-- WHAT NEEDS TO BE DONE --
Tally the lines in the material below that contain the string "white", treating case as significant. Give only the number.

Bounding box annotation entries
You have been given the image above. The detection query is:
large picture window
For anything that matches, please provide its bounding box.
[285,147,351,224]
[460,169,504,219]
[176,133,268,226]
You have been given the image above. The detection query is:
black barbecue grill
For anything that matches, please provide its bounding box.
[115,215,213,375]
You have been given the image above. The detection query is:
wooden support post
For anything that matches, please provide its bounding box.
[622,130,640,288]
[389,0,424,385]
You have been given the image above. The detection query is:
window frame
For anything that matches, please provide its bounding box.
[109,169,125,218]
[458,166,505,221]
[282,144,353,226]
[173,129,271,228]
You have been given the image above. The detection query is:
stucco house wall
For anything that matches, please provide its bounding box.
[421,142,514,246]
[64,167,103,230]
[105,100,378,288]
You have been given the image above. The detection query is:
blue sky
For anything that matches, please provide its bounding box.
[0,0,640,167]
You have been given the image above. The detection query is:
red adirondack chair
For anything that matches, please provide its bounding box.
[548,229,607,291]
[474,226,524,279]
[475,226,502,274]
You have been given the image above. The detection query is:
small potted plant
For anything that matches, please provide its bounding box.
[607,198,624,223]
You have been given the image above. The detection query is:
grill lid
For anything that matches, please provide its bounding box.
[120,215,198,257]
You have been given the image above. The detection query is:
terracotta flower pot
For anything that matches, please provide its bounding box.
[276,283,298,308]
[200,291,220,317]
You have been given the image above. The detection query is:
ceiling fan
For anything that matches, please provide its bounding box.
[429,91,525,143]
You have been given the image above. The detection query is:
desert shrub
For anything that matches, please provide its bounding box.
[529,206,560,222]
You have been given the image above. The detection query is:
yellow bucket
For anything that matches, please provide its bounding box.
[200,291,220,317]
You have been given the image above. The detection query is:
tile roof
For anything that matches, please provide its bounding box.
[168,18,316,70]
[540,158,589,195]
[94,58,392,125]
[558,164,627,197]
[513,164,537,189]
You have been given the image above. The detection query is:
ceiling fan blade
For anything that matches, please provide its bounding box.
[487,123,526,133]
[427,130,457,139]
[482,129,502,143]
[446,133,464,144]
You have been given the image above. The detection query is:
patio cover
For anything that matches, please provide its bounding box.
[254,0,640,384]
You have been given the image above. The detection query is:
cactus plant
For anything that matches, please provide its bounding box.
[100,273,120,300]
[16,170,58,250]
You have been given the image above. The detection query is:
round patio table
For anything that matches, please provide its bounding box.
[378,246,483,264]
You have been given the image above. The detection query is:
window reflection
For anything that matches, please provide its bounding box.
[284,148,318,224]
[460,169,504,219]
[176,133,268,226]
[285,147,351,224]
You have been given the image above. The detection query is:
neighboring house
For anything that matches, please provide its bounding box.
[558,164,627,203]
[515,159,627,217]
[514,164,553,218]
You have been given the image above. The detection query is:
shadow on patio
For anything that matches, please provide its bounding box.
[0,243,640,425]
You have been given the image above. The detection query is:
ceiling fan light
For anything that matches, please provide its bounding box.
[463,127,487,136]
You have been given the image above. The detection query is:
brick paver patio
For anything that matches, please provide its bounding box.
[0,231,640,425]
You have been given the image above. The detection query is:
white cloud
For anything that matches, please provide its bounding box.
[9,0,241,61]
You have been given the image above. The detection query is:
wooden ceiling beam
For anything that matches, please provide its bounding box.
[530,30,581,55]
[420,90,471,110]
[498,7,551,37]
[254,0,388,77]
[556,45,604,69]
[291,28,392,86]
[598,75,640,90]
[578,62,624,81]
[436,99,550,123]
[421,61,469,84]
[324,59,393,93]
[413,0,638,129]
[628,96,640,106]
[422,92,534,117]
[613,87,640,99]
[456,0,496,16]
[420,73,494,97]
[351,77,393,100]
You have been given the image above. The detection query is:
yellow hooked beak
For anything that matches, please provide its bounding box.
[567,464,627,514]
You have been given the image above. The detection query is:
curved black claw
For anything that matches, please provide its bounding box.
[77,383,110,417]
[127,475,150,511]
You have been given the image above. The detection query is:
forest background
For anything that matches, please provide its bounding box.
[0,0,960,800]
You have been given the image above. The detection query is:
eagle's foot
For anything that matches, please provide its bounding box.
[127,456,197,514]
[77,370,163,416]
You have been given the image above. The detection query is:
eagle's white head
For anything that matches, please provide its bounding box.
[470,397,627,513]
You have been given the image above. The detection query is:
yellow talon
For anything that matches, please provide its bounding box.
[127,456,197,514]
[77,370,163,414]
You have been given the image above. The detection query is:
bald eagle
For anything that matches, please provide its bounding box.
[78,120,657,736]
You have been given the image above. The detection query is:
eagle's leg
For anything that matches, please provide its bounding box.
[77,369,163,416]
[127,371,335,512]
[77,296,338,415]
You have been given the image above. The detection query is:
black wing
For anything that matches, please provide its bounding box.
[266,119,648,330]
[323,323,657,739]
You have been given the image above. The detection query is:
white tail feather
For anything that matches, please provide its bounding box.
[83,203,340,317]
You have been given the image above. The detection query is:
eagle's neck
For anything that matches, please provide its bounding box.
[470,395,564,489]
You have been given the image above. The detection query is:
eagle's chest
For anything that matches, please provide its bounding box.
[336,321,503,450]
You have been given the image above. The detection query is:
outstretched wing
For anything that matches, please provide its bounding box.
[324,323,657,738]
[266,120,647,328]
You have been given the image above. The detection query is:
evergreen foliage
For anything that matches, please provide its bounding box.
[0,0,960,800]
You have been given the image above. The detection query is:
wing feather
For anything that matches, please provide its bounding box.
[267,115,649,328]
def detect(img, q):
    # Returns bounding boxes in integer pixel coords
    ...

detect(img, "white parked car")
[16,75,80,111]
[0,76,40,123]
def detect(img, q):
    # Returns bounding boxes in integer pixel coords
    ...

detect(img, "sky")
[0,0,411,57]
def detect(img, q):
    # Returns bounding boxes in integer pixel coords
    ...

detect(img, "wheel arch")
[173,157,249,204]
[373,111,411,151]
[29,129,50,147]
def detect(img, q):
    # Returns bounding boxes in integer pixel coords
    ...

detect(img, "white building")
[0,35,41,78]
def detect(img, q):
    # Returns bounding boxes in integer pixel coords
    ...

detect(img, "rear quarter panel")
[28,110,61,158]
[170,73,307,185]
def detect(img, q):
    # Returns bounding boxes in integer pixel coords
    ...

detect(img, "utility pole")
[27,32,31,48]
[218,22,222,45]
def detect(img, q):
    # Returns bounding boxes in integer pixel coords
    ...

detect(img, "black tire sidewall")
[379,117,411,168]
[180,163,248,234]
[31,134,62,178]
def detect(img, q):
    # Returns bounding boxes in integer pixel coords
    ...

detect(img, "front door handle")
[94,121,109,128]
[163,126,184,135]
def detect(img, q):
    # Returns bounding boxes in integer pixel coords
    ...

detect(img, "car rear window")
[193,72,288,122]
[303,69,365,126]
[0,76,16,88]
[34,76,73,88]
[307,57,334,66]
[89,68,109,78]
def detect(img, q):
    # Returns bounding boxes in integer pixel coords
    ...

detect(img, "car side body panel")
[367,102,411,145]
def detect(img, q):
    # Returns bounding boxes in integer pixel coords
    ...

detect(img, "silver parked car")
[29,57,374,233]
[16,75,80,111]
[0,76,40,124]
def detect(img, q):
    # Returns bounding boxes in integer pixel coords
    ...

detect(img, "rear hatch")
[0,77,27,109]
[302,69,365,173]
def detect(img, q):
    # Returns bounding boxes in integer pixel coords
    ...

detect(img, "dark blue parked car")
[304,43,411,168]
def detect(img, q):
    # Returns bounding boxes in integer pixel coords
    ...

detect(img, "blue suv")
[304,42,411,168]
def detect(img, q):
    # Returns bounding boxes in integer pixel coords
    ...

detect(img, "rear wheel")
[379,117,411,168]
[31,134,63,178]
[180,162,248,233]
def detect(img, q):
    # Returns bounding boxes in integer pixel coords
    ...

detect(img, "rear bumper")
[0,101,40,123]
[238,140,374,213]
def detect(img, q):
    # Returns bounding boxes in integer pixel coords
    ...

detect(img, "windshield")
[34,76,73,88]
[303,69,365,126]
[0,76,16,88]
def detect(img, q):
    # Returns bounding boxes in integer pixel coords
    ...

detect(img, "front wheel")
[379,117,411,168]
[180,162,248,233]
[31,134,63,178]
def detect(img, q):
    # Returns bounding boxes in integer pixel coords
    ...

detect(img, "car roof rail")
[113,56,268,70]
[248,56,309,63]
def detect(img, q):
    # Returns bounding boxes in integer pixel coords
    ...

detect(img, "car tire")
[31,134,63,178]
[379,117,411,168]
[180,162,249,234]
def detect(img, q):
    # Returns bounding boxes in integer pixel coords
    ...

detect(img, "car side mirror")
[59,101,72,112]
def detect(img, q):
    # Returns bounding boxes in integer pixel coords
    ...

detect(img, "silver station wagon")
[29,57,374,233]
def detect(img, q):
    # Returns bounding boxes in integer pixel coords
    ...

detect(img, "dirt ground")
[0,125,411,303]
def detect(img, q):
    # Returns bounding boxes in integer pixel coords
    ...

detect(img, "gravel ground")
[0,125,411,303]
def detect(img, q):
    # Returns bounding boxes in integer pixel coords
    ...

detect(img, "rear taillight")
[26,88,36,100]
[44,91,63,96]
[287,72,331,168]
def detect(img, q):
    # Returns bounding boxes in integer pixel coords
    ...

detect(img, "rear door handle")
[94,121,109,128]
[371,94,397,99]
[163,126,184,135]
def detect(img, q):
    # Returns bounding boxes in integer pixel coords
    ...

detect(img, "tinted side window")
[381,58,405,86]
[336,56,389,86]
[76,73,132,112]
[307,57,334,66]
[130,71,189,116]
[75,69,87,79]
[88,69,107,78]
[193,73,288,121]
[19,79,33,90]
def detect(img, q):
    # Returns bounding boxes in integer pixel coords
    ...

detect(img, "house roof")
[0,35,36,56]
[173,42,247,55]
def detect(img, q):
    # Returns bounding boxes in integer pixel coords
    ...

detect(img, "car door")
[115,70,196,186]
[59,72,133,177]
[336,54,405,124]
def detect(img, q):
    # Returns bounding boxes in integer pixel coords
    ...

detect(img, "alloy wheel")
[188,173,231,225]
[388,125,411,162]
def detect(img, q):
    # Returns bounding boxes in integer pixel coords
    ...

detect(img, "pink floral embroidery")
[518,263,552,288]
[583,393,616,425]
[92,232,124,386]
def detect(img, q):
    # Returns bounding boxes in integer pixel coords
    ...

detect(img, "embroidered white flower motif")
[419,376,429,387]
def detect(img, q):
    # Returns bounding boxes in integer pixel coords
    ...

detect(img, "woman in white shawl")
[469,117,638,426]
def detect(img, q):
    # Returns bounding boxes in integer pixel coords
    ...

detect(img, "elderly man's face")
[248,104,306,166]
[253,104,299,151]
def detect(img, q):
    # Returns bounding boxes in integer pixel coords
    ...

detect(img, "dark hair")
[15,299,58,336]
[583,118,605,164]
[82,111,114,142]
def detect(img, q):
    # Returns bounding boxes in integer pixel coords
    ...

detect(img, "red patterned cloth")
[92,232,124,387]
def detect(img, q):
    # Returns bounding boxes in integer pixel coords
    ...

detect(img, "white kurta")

-- IN RESPONSE --
8